## Given instruction
Copy the rows below with "baking sheet" substituted for "sheet pan" and every other part left unchanged. Omit the pictures from your copy.

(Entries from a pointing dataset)

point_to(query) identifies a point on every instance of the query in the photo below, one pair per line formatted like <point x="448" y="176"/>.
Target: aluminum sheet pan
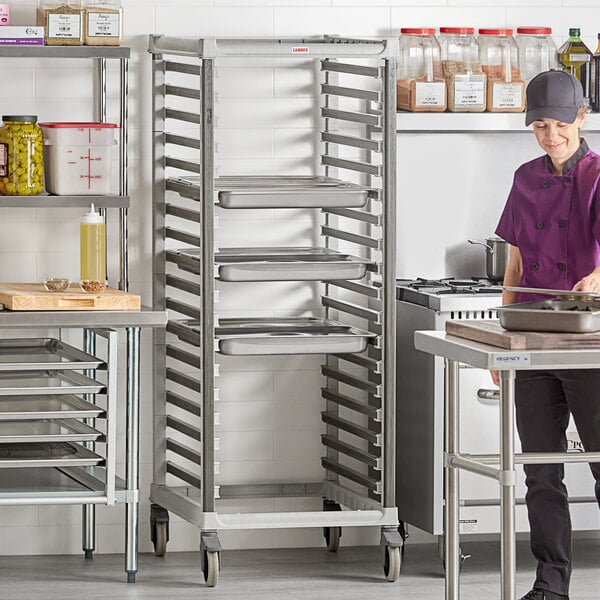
<point x="59" y="406"/>
<point x="276" y="264"/>
<point x="281" y="192"/>
<point x="261" y="336"/>
<point x="30" y="383"/>
<point x="552" y="315"/>
<point x="564" y="294"/>
<point x="43" y="353"/>
<point x="59" y="430"/>
<point x="47" y="454"/>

## Correct output
point_to(query) identifies a point on every instance of the query in the photo below, one pair per line formatted like <point x="448" y="176"/>.
Target: aluminum baking sheet
<point x="59" y="406"/>
<point x="276" y="264"/>
<point x="281" y="192"/>
<point x="261" y="336"/>
<point x="30" y="383"/>
<point x="552" y="315"/>
<point x="564" y="294"/>
<point x="43" y="353"/>
<point x="59" y="430"/>
<point x="47" y="454"/>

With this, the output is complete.